[Work to be completed]: According to the post criticizing an Atlantic article on teaching religion, what did the article's writer say he was before he began attending a spiritual program?

[Excerpt]:
▬▬▬▬▬▬

Teach the children well


The Atlantic has a very long wordy windbaggy article arguing that universities should teach students religion; not about religion, but religion. Why? Because they’re adrift, and only religion can fix their adriftitude.

Long long long introductory passage that tells us far more than we want to know. He used to teach. He got to know some students.

What I discovered was that many of the students I talked to were disappointed, confused, and lost. They were bright kids. Many of them had looked forward to going to the university all their lives. College was, in their imaginations, a sort of promised land, a place where you find your calling and get the skills necessary to pursue it. What they found, however, was not a promised land at all. To them, the college curriculum was a bewildering jumble of classes that led to nothing in particular. 

And so on and on and on in that style, loose and relaxed and endlessly explaining the obvious.

I also learned that because they were adrift in so many ways, they suffered. It was not difficult to get them talking about their distress, probably because no one at the university had ever thought to inquire. There were those who drank too much and got into trouble. There were those who were full-blown alcoholics or drug addicts.

And on and on and on through every type he can think of. Bad writing! We get it; a couple of examples will do; we get the idea. Cut to the chase.

He himself had a crisis once. What to do? Psychiatrists were not much help; they couldn’t get at the core problem. What to do? Religion.

What to do? I had never been religious. Far from it, I was a confirmed atheist. But, in desperation, I began to attend what might generically be called a “spiritual program.” Some call it a “religion” and others call it a “practice.” It doesn’t matter. The important point is that the people in this spiritual program embraced me, identified with me, and told me to do a specific set of things. There was talk of God, but they explained that talking was secondary to doing. I didn’t have to believe in God, they said, all I had to do was practice the teachings of the “religion.” If I did that, they said, I would be relieved of much of my suffering.

And it worked. Why? Because it gave him a way of life.

Without a way of life, I would say, one’s thoughts and actions tend to move at random, like water poured on a surface, spreading out and seeking the lowest places. With a way of life, I would continue, one’s thoughts and actions move in a single direction, like water poured in a channel, moving in a single direction toward a final end.

And that’s why he thinks it’s a remedy for everyone. Kind of pathetic, isn’t it.

There are a few hundred more paragraphs about why it’s ok to teach this to students.

American higher education has, however, one glaring deficiency: it does not teach its undergraduates how to live. It teaches them when the French Revolution was, what the carbon cycle is, and how to solve for X. It does not teach them what to do when they feel confused, alone, and scared. When they break down after a break-up. When they are so depressed they cannot get out of bed. When they drink themselves into unconsciousness every night. When find themselves living on someone’s couch. When they decide to go off their meds. When they flunk a class or even flunk out of school. When they get fired. When a sibling dies. When they don’t make the team.

Believe it or not, there’s more like that. More examples; more “when they”s. That guy cannot write for shit. He should have skipped the religion and maybe even skipped graduate school and just learned how to write.

I do not think he gives good advice about what to teach students.

▬▬▬▬▬▬

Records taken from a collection
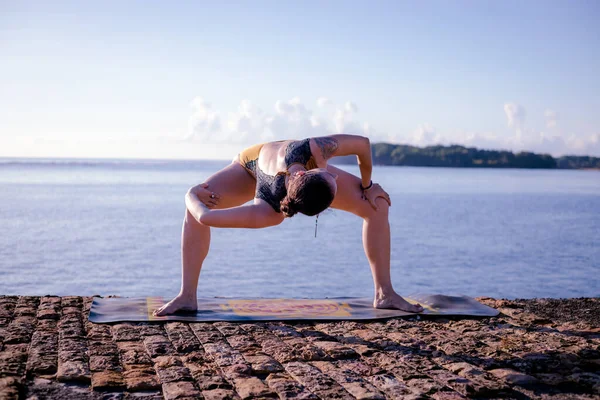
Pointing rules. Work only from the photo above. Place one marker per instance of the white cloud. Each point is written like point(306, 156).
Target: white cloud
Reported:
point(515, 114)
point(289, 120)
point(204, 122)
point(425, 135)
point(551, 118)
point(351, 107)
point(323, 102)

▬▬▬▬▬▬

[Response]: A confirmed atheist.